→ **Reading passage**:
◇ ◇ ◇ ◇ ◇ ◇ ◇

Life

Will You Be Getting A Fecal Transplant Soon?

by Pamela J. Hobart

You may have heard that, thanks to widespread and often-sloppy antibiotic usage, some strains of bacteria are becoming horrifyingly resistant to antibiotics. Well I have both good news and bad news: fecal transplants may be the gross cure for antibiotic resistant infections, possibly coming soon to a hospital near you. Though fecal transplants have shown some promise in fighting more obscure conditions, like a kind infection that typically occurs after you've already been taking antibiotics for a while, they may hold the promise for treating more common antibiotic resistant bugs in the future.

Researchers from the Memorial Sloan-Kettering Cancer Center in New York City, NY have used a mouse model to investigate the relationship between drug-resistant versions of klebsiella pneumoniae and enterococcus faecium. These two infections cause about 10 percent of dangerous infections acquired in U.S. hospitals, and traditional drugs now often fail to cure them. Mice infected with both strains and then give mousey fecal transplants were cured of the former bug 100 percent of the time, and the latter 60 percent of the time.

It gets even grosser, because fecal transplants are actually done through your nose, at least until the pill form of fecal transplants becomes available. If sexually-transmitted diseases like antibiotic-resistant gonorrhea continue to spread, that means your only treatment option to clear the infection in your junk might one day be to ingest fecal bacteria through your face. If you needed another reason to practice safer sex, then there you go.

The researchers from the mouse fecal transplant study's efforts, then, "are focused on the identification of commensal bacterial species." In other words, doctors need to figure out which species of fecal bacteria to feed you that will properly counteract the bad bacteria in your gut. Though it's really great to hear that the rise of antibiotic-resistant bacteria doesn't mean we're all going to die, our bacteria-laden fecal transplant future sure is an icky one, and will have you wishing that those magic meds still worked like they did for ear infections and strep throat when you were a kid.

◇ ◇ ◇ ◇ ◇ ◇ ◇

→ **Data listing**:
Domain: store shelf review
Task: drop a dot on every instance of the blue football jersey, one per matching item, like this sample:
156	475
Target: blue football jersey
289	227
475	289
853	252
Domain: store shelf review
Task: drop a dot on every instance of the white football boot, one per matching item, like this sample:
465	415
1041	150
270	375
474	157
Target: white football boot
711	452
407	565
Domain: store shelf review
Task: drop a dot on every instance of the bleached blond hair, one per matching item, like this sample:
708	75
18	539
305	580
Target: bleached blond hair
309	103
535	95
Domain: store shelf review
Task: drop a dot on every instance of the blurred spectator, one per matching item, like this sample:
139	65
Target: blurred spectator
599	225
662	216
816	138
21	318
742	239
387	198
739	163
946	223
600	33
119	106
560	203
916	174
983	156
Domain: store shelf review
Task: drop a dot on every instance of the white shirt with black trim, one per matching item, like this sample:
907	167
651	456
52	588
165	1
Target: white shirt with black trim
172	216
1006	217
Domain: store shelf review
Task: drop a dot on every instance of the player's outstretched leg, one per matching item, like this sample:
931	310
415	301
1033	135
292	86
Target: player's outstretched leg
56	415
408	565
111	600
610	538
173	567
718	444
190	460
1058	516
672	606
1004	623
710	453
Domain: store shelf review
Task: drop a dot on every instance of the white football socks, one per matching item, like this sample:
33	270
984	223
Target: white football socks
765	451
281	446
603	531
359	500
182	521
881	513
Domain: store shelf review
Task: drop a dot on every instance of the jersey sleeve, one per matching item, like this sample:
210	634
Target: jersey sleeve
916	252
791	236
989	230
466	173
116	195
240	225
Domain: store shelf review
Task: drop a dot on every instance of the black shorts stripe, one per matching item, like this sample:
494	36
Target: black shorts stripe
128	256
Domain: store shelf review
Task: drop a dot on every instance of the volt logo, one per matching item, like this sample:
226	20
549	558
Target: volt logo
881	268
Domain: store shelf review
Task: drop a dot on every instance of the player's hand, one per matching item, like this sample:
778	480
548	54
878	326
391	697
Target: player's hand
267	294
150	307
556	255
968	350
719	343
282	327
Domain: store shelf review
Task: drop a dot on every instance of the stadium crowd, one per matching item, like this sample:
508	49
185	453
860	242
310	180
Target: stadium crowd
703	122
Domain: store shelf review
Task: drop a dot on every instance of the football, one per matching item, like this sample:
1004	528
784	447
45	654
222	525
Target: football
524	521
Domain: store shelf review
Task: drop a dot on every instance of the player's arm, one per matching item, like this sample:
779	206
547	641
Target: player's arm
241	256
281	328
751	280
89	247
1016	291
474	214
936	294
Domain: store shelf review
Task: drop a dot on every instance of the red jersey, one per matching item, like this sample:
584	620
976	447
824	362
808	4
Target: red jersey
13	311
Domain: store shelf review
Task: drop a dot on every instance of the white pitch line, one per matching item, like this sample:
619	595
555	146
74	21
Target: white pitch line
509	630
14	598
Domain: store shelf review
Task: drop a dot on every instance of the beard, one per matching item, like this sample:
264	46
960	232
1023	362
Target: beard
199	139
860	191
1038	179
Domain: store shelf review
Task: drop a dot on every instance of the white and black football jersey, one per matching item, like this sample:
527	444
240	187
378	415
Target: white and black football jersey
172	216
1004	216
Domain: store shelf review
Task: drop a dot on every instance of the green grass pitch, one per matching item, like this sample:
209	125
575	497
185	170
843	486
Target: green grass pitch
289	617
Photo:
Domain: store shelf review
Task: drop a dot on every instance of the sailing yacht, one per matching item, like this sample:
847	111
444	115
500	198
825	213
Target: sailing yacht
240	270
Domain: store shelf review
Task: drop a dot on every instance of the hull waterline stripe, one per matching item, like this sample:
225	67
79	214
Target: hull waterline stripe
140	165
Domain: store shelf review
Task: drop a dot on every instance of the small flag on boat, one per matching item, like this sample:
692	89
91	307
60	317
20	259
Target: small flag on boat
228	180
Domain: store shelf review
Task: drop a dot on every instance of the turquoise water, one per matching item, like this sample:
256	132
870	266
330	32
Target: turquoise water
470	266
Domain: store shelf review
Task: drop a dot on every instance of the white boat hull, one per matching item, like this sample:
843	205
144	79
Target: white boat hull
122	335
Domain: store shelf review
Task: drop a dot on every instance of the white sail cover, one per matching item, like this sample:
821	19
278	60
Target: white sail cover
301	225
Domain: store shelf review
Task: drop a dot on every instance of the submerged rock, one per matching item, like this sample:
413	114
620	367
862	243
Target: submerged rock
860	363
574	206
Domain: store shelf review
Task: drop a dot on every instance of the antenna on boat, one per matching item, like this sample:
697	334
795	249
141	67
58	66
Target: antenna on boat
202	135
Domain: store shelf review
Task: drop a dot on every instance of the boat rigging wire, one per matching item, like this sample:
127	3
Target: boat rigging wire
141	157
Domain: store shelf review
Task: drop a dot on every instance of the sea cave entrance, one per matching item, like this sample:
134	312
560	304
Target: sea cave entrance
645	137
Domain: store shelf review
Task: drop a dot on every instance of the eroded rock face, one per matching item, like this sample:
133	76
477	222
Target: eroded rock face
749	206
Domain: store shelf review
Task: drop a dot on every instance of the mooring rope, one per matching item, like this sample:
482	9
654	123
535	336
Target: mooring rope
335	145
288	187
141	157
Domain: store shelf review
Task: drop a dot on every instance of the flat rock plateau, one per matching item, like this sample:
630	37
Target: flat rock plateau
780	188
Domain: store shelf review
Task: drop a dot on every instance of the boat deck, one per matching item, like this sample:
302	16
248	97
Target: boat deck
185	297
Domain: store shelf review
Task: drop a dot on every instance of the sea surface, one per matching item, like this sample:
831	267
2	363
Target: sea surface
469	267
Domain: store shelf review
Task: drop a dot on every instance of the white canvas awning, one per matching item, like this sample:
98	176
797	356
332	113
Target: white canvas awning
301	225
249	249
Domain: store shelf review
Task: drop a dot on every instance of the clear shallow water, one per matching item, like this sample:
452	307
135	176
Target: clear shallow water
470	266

◇ ◇ ◇ ◇ ◇ ◇ ◇

→ **Prompt**: Please copy the fecal transplant article word for word, everything from "You may have" down to "in the future.".

→ **Answer space**:
You may have heard that, thanks to widespread and often-sloppy antibiotic usage, some strains of bacteria are becoming horrifyingly resistant to antibiotics. Well I have both good news and bad news: fecal transplants may be the gross cure for antibiotic resistant infections, possibly coming soon to a hospital near you. Though fecal transplants have shown some promise in fighting more obscure conditions, like a kind infection that typically occurs after you've already been taking antibiotics for a while, they may hold the promise for treating more common antibiotic resistant bugs in the future.